> [Data excerpts]:
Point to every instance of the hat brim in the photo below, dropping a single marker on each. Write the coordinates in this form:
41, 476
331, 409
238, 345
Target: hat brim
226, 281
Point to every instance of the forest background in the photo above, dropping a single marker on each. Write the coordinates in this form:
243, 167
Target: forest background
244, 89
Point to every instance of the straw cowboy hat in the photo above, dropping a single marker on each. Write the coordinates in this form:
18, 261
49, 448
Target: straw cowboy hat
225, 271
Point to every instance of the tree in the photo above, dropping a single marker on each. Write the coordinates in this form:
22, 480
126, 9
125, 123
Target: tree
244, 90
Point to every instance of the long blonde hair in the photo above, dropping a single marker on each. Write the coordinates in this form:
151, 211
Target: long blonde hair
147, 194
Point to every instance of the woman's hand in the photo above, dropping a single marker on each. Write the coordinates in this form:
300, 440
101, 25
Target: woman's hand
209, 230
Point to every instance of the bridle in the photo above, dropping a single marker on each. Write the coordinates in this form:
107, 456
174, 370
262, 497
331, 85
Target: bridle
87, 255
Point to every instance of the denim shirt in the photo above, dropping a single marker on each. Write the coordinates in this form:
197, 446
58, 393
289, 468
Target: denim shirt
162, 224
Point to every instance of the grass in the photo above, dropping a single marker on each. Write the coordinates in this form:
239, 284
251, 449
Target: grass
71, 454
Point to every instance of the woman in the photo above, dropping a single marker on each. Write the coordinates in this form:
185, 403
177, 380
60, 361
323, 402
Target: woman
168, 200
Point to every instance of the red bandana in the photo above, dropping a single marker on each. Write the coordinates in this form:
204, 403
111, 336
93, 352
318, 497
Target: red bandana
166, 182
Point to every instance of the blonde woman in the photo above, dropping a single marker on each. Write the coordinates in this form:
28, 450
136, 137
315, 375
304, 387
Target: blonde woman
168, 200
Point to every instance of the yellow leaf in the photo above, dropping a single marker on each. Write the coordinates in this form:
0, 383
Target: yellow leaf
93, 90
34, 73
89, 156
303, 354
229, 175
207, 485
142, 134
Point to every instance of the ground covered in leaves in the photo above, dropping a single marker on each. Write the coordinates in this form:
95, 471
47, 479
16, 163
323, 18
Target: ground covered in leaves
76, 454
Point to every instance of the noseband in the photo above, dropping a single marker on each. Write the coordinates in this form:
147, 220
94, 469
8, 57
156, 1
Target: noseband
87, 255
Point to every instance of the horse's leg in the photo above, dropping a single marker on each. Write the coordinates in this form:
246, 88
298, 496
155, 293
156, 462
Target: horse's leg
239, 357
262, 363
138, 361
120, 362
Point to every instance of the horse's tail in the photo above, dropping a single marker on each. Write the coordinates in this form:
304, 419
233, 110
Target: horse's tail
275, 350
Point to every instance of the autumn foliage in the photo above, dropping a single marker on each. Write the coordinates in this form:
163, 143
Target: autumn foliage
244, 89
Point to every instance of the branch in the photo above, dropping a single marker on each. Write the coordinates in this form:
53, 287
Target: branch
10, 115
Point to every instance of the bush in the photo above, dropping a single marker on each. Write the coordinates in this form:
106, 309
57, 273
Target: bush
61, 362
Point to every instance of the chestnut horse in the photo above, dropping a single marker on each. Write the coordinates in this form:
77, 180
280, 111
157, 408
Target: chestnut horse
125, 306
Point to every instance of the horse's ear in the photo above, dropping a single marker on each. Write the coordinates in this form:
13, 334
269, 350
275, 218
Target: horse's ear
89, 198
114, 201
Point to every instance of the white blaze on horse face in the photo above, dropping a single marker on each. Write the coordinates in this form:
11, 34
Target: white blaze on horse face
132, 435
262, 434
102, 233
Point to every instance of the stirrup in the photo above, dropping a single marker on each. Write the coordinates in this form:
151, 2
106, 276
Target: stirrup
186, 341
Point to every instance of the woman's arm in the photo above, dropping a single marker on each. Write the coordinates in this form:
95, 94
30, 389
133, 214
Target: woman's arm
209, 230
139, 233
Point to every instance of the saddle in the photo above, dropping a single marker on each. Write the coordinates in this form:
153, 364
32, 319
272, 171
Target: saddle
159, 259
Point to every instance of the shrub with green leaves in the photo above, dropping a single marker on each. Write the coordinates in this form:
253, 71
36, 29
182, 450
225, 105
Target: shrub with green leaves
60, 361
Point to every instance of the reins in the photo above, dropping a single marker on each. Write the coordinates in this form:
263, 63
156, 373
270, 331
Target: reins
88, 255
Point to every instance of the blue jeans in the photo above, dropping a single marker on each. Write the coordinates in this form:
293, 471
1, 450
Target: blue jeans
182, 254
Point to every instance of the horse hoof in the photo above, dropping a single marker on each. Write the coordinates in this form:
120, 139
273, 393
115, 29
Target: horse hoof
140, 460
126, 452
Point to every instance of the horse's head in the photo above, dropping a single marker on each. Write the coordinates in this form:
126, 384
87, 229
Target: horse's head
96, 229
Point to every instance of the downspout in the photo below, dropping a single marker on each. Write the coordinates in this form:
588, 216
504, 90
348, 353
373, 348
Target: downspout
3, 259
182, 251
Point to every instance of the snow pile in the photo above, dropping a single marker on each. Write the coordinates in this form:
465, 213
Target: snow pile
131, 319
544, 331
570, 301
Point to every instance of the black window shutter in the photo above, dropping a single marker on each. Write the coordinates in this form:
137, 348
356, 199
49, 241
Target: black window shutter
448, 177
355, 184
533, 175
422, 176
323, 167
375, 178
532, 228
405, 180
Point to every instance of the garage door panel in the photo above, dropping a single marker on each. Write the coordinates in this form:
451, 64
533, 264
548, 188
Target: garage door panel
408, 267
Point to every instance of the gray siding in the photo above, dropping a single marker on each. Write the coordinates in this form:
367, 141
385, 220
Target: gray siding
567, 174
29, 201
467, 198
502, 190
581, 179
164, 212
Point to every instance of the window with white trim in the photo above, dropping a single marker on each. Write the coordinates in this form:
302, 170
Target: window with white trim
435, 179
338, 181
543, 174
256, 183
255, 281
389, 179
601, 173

> [Problem]: When a line of the material holds the string "below", copy that line.

> [The answer]:
Point to every instance of the hat brim in the photo below, dropping a single marker on each. Write the coordinates in this form:
Point to every instance of the downspout in the photo below, dropping a single marker on each. Write the coordinates in this form:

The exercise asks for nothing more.